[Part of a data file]
** start **
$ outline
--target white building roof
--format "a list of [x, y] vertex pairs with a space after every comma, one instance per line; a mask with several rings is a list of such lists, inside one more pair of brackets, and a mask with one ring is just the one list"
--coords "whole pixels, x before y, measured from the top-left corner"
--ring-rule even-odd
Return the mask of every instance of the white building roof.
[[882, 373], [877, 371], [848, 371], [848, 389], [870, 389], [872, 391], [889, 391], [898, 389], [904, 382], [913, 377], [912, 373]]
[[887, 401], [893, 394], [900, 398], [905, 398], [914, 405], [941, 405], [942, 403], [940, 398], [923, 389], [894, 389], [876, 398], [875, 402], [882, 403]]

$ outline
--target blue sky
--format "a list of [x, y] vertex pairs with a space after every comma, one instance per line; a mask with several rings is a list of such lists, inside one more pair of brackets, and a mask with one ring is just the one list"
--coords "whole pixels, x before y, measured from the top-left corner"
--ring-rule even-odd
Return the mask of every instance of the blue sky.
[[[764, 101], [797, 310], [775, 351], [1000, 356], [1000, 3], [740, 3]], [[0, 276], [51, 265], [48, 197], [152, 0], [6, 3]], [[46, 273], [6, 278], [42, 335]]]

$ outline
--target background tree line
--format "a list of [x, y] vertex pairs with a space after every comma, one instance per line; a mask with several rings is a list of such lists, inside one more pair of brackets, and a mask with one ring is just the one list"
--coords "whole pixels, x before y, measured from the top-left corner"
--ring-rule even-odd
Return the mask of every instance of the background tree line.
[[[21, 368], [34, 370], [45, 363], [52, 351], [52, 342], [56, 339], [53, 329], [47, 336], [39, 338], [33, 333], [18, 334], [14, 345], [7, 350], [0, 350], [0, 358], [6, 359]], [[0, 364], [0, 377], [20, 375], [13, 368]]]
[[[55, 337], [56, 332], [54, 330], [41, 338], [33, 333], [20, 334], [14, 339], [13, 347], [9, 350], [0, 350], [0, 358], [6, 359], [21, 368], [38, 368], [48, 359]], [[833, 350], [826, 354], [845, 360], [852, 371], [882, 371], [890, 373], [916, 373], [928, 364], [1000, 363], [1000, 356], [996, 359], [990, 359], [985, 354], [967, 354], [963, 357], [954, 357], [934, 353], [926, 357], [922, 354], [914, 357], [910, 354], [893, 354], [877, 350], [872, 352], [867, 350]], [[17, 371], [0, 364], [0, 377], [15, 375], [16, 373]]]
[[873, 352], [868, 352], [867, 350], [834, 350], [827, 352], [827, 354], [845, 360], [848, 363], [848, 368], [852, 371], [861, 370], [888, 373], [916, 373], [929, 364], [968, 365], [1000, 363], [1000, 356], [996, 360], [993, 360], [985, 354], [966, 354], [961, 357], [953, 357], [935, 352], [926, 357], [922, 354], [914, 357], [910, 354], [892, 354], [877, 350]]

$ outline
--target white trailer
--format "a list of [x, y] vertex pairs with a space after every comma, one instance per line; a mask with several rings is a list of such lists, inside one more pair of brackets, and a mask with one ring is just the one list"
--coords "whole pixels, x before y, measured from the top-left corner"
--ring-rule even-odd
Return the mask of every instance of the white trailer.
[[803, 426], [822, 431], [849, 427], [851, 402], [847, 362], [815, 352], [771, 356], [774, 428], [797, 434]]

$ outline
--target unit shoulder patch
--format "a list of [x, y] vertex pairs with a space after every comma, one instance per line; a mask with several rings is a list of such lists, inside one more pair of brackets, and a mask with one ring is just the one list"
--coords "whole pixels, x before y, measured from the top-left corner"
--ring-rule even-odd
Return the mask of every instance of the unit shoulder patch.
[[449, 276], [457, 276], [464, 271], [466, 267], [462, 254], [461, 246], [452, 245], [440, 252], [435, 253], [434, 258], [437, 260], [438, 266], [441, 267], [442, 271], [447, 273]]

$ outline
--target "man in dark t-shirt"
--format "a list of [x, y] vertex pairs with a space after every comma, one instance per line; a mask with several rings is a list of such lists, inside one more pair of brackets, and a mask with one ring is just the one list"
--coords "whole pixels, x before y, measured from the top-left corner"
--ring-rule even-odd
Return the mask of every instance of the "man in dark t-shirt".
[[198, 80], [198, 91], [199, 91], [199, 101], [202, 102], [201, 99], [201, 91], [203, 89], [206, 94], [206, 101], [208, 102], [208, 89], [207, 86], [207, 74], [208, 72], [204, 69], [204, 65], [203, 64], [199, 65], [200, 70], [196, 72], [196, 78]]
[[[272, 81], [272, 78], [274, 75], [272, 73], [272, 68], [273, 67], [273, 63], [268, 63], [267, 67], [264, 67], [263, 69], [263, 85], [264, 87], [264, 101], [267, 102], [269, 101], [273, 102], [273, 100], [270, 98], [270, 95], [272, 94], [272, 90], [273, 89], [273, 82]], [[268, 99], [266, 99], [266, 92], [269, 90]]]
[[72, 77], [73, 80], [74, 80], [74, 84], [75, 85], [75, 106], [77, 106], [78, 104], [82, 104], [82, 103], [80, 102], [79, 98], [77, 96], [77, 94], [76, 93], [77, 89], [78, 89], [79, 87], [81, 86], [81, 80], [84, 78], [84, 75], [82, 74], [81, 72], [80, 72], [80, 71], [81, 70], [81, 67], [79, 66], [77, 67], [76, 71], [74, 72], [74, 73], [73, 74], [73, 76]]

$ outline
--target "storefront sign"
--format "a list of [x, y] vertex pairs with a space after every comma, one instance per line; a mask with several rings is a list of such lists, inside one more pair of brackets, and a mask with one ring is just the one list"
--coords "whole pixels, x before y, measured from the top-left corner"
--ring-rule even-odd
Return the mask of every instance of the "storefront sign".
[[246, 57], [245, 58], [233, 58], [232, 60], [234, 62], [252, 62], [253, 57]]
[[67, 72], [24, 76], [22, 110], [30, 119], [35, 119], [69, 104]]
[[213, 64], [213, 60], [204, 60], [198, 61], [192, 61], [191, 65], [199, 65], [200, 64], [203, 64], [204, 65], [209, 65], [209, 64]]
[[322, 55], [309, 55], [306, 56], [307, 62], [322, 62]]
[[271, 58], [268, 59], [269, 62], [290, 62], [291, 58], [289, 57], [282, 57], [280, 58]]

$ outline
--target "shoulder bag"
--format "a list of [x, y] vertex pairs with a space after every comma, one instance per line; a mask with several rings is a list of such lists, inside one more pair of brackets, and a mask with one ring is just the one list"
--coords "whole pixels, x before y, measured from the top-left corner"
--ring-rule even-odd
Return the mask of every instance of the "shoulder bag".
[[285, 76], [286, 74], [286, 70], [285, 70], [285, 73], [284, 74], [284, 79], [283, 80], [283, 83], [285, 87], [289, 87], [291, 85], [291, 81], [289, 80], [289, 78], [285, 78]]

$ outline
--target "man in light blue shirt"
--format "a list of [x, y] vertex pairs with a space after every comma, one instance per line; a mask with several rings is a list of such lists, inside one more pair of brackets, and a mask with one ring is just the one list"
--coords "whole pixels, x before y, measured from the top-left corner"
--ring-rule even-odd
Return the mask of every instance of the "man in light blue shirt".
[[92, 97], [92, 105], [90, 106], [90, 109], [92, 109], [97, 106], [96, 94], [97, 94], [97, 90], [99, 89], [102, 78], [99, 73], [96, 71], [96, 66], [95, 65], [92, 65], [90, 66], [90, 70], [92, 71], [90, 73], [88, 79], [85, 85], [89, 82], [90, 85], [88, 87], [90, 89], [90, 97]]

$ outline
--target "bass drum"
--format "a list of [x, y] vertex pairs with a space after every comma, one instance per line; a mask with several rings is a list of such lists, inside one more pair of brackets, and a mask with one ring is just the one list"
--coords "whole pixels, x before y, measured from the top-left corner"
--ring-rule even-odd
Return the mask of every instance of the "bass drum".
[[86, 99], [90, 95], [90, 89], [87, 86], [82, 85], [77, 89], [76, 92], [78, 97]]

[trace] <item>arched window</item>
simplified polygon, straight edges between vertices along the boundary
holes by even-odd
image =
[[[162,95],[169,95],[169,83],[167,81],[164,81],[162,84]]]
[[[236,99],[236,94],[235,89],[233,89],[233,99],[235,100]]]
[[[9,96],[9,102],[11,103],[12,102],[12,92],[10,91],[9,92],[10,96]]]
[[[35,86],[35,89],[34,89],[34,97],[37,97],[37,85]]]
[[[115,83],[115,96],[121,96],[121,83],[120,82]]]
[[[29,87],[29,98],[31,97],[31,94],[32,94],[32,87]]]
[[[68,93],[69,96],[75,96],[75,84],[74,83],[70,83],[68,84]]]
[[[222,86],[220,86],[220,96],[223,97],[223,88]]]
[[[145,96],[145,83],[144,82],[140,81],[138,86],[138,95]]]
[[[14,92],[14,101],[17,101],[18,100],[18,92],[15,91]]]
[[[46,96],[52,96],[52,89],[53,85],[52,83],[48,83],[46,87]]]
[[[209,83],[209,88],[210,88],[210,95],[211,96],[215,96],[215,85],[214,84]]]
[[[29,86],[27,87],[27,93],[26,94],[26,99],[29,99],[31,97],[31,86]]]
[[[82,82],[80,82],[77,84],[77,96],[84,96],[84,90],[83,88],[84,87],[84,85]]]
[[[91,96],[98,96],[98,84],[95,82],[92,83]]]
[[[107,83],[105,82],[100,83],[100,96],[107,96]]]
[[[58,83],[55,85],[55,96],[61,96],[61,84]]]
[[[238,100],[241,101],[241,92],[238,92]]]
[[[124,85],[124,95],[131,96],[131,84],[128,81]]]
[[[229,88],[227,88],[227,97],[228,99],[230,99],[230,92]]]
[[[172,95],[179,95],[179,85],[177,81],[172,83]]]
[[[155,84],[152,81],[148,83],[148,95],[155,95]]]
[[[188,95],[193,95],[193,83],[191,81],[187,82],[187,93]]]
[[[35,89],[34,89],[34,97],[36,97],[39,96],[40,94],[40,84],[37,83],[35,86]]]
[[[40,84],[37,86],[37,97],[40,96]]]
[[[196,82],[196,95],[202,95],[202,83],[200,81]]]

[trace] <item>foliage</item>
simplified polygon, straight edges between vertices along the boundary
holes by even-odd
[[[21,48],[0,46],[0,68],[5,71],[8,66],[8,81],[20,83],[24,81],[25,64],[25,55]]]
** end **
» **Task requirements**:
Put the lines of the data file above, from its first line through the line containing "402], [882, 403]]", into a JSON list of strings, one string per line and no blank lines.

» **Exercise result**:
[
  "$ outline",
  "--target white building roof",
  "--format \"a list of [x, y] vertex pairs with a space after every comma, one instance per line; a mask with several rings is a list of such lists, inside one more pair of brackets, and a mask with one ring is just the one list\"",
  "--coords \"whole pixels, x before y, measured from the top-left corner\"",
  "--ring-rule even-odd",
  "Return the mask of every instance of the white building roof.",
  "[[882, 373], [877, 371], [848, 371], [848, 389], [870, 389], [872, 391], [889, 391], [898, 389], [904, 382], [913, 377], [912, 373]]",
  "[[887, 401], [893, 394], [900, 398], [905, 398], [914, 405], [941, 405], [942, 403], [940, 398], [923, 389], [894, 389], [876, 398], [875, 402], [882, 403]]"
]